─── DOCUMENT PASSAGE

TV & Movies

Nicole Kidman Is Starring In Another Show About Rich People Telling Lies

For those still missing Big Little Lies.

by Gretchen Smail
Hugh Grant and Nicole Kidman in 'The Undoing,' via HBO press site.
HBO

HBO's new six-part limited series The Undoing is Nicole Kidman and David E. Kelley's latest collaboration after the success of Big Little Lies. Also starring Hugh Grant, it's an adaptation of Jean Hanff Korelitz’s thriller novel You Should Have Known, which follows affluent couple Grace (Kidman) and Jonathan Fraser (Grant) as their seemingly perfect life comes unglued in the wake of a murder. While The Undoing is not based on a true story, it does explore pretty universal themes of marriage, betrayal, and the lies people tell themselves about their loved ones.

You Should Have Known centers on Grace, an Upper East Side therapist who educates her clients about how to notice their partners' shortcomings before the relationship implodes. Grace, meanwhile, believes she has "the right life, with the right husband, the right child, the right home, the right work." It's only when one of the few Latina mothers at her son's elite school is murdered and the police show up at her door that Grace realizes Jonathan isn't the perfect husband after all.

──────
─── LISTED RECORDS

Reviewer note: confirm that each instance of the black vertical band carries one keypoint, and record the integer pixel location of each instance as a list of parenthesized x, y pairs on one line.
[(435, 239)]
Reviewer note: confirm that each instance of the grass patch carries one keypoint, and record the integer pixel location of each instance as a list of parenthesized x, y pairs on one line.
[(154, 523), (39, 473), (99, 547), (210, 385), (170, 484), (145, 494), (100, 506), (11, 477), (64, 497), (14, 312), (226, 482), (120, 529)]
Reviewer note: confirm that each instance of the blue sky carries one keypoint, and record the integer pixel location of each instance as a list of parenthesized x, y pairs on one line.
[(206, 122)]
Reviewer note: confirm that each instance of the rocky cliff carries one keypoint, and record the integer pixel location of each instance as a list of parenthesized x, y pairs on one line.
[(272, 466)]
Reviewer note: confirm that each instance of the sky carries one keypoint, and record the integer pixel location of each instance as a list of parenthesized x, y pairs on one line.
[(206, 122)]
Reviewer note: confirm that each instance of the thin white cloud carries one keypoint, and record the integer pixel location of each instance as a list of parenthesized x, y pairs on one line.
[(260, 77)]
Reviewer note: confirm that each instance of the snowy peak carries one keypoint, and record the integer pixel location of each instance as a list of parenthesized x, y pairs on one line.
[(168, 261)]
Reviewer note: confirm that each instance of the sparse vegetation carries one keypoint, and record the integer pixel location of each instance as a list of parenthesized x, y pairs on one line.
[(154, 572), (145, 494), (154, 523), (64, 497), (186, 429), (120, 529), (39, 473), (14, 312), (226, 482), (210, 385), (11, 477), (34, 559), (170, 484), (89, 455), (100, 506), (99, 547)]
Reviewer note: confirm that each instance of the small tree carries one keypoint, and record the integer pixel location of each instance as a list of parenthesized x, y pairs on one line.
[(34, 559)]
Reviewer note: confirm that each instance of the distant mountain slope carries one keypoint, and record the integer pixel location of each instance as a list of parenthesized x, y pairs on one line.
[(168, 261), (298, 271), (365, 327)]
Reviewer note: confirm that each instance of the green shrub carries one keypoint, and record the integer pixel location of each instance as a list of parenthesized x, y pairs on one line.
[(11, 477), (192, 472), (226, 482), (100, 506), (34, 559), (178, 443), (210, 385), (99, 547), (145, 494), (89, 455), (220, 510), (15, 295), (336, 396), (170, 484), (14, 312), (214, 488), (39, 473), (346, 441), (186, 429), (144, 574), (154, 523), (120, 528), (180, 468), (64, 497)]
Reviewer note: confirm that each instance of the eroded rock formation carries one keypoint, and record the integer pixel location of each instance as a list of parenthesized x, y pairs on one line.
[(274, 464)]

──────

_TASKS TO PERFORM_
1. In the article on The Undoing, what five things does Grace believe she has "the right" one of?
2. According to the article on The Undoing, which novel is the series adapted from?
3. Repeat the passage of the article on The Undoing starting with "by Gretchen Smail" and going on through "their loved ones.".
The entries have no connection to the article on The Undoing.

_RESPONSES IN ORDER_
1. Life, husband, child, home, work

2. Jean Hanff Korelitz's thriller novel You Should Have Known.

3.
by Gretchen Smail
Hugh Grant and Nicole Kidman in 'The Undoing,' via HBO press site.
HBO

HBO's new six-part limited series The Undoing is Nicole Kidman and David E. Kelley's latest collaboration after the success of Big Little Lies. Also starring Hugh Grant, it's an adaptation of Jean Hanff Korelitz’s thriller novel You Should Have Known, which follows affluent couple Grace (Kidman) and Jonathan Fraser (Grant) as their seemingly perfect life comes unglued in the wake of a murder. While The Undoing is not based on a true story, it does explore pretty universal themes of marriage, betrayal, and the lies people tell themselves about their loved ones.